Information given
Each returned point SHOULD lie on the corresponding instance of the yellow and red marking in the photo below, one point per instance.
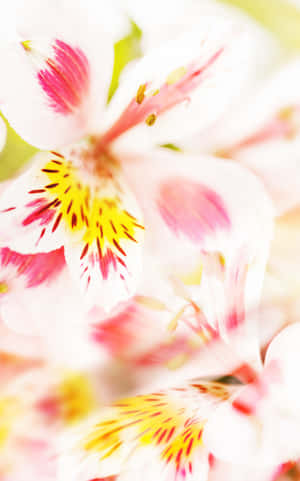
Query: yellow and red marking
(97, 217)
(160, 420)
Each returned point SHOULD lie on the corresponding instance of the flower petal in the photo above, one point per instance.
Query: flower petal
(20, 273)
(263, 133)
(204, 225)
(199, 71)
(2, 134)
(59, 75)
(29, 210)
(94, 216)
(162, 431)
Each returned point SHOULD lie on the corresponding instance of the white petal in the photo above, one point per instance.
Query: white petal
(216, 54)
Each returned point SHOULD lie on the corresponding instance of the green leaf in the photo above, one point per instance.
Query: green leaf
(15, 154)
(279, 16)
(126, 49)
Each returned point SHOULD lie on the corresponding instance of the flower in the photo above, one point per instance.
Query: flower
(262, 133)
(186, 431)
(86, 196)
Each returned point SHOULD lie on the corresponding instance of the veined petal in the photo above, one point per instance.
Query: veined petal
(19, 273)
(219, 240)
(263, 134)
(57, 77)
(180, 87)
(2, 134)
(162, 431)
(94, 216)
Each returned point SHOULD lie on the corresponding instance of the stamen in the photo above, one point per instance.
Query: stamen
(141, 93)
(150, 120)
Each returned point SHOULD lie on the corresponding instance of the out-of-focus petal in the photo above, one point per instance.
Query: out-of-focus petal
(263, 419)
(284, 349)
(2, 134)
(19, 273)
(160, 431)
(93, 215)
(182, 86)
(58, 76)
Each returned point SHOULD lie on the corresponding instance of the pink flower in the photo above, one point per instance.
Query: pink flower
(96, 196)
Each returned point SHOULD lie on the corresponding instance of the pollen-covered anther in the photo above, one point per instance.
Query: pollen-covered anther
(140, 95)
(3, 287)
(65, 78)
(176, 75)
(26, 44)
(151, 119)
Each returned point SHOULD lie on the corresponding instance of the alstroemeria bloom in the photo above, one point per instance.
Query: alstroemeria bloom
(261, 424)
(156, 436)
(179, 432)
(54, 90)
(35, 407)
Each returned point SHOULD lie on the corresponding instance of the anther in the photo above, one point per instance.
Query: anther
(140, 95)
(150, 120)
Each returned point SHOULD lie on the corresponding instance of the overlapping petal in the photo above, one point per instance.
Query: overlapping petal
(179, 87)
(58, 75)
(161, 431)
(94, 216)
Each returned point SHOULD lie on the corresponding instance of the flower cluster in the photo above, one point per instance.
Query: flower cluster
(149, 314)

* * *

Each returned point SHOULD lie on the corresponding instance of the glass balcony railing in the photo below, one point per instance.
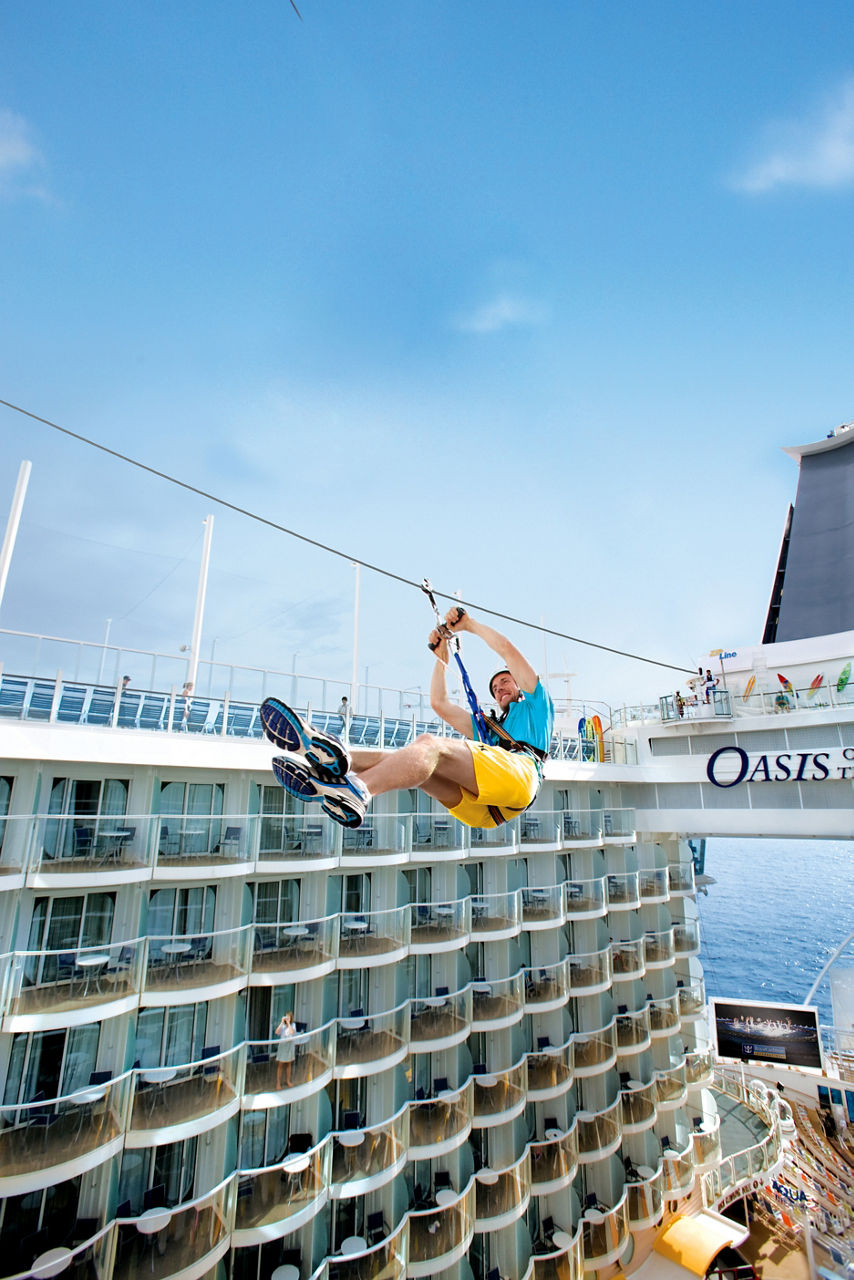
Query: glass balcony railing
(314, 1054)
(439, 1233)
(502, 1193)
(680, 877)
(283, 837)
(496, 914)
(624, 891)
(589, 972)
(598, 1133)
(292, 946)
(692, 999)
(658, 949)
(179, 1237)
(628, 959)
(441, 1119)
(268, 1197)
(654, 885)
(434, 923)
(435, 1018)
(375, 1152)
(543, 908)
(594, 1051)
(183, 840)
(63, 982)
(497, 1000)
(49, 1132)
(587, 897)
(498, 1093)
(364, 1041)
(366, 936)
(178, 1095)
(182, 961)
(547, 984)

--

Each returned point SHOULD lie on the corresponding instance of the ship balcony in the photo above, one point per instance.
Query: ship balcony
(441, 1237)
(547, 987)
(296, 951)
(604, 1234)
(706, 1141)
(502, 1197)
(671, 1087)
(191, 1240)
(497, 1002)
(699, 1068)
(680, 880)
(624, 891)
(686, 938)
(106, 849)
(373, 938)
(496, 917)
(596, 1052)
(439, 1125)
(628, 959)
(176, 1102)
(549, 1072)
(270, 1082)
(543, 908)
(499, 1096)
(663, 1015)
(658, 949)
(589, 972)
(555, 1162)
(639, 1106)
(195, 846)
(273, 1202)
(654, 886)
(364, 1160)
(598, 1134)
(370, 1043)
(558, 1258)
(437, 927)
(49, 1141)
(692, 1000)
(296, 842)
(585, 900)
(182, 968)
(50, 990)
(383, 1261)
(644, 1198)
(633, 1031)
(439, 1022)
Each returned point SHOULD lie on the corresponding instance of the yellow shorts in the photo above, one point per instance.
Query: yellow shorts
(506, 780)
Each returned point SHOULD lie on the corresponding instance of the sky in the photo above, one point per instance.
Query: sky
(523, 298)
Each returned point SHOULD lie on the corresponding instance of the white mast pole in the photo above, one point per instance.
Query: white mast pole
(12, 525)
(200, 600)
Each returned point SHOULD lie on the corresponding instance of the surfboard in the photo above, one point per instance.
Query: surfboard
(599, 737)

Required work
Could you retype exactly the lines above, starting at the line that contains "of the pink" and ending at the line that contains "of the pollen-covered", and nothing more?

Response to the exercise
Each returned point SHOULD lie on the corresponding instance of the pink flower in the photo above, one point per instance.
Query: pink flower
(96, 196)
Each returned point SHOULD lie on the corresponding instance of the pollen-covered anther in the photo above, one point per instance.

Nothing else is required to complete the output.